Instrucciones de tareas:
(a) En el texto sobre Sagan y sus libros, ¿quién preparó la obra póstuma Miles de millones?
(b) Sigue escribiendo el texto sobre Sagan y sus libros a partir de su última frase.

Texto de origen:
━━━━━━━━━━━━━━━━━━━━

Ahora mismo, hay una nueva versión de Cosmos en marcha a cargo de Ann Druyan, divulgadora científica y viuda del astrofísico, Steven Soter y el astrónomo Neil deGrasse Tyson. Es muy posible que sea una magnífica producción -Druyan y Soter fueron coartífices de la serie original y de su magia-, pero no creo que tenga el impacto de la de Sagan, el mejor divulgador científico que ha habido. Después de ver Cosmos, compré el libro homónimo, del que he releído fragmentos en incontables ocasiones. Creo que fue el primer título que leí de Sagan, del que tengo todo lo publicado en español y la versión inglesa de algunos libros. Cosmos (1980), La conexión cósmica (1973), Los dragones del Edén (1977), Murmullos de la Tierra (1981), Un punto azul pálido (1994)… Son títulos brillantes que invitan a soñar y a pensar. La lectura de Miles de millones (1997), obra póstuma preparada por Druyan, me emocionó tanto como, años después, la de It’s been a good life (Ha sido una buena vida, 2002), la autobiografía de Isaac Asimov revisada por su viuda, Janet Jepson Asimov.

━━━━━━━━━━━━━━━━━━━━

[Datos de expresiones referenciales]

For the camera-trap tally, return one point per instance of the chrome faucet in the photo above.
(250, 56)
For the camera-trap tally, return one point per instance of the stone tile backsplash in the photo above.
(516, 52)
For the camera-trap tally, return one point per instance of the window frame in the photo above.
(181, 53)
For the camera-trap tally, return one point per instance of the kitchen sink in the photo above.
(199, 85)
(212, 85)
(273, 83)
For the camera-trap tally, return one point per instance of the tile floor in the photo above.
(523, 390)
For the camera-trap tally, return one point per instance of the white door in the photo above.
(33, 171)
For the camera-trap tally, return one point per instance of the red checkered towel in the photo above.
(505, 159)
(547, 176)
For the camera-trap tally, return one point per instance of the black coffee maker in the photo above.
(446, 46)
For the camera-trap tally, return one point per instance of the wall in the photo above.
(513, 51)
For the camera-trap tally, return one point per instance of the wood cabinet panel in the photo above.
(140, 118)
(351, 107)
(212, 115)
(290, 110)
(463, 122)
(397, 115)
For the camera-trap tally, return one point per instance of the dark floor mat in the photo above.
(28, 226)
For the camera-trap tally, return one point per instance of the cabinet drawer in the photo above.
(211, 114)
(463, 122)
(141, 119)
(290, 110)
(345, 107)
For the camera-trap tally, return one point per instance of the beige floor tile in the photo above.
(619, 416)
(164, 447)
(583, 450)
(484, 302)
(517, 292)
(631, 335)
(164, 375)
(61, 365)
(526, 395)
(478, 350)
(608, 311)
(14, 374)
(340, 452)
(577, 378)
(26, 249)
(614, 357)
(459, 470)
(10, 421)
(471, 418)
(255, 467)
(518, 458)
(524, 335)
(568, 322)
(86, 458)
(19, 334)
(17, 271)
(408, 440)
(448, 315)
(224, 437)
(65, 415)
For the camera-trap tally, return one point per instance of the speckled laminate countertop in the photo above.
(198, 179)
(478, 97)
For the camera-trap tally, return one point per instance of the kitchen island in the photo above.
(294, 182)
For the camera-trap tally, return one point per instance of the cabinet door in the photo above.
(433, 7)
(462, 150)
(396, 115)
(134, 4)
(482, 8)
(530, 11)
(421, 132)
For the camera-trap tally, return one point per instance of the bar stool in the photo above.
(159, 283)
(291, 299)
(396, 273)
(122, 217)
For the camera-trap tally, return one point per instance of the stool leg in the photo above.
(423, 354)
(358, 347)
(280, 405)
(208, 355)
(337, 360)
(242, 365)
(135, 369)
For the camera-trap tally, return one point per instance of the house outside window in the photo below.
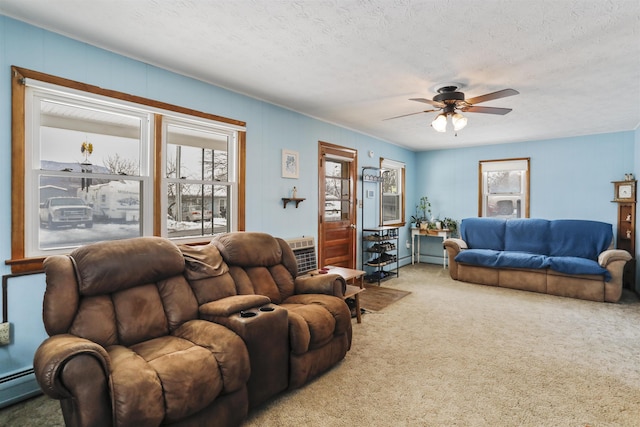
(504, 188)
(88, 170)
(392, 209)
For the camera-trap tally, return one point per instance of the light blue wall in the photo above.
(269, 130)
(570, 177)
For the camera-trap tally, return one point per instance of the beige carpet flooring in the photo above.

━━━━━━━━━━━━━━━━━━━━

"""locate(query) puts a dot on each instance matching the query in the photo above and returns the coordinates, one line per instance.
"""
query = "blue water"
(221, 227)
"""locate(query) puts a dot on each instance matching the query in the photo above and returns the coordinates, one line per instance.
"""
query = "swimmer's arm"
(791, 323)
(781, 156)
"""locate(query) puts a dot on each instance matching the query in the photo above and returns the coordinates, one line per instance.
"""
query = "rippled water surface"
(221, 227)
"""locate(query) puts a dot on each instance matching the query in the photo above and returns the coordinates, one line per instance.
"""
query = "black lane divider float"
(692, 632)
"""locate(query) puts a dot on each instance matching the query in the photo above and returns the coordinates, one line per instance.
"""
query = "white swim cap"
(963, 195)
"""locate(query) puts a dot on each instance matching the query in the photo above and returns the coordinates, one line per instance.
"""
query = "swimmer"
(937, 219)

━━━━━━━━━━━━━━━━━━━━

Respuestas por número:
(a) Ann Druyan, divulgadora científica y viuda del astrofísico.

(b)
Como escribí cuando Fernández de Lis me pidió una opinión, Cosmos es la serie de divulgación que mejor ha transmitido al gran público el sentido de la maravilla. Es una delicia cuya visión, 33 años después de su estreno en Estados Unidos por la PBS, tiene todavía un enorme poder evocador. Sagan contagia al espectador su pasión por la ciencia, y por el conocimiento en general, como nadie lo ha hecho hasta ahora. Es su entusiasmo el que hace de esta serie algo único, inigualable hasta el momento. Y el que me anima, de vez en cuando, a volver a ver algún episodio o fragmento y revivir el goce con el que la vi por primera vez cuando TVE la estrenó en España. Y no soy el único. Todo en ella está perfectamente acompasado, el texto, las imágenes y la música, imposible de encontrar en España durante muchos años y que fue el objetivo mi primera compra por Internet en 1996, el principio de un vicio -la caza de discos, películas y libros por la Red- al que me parece que nunca podré renunciar.
Esta noche, a las 21.35 horas, cogeré el DVD del primer episodio de Cosmos y volveré a mojar los pies en las orillas del océano cósmico, como hace 30 años.
Gracias, Carl Sagan, por inocularnos el sentido de la maravilla, por explicarnos que somos polvo de estrellas, por descubrirnos que somos una manera del Cosmos de conocerse a sí mismo, que procedemos de las estrellas y algún día volveremos a ellas.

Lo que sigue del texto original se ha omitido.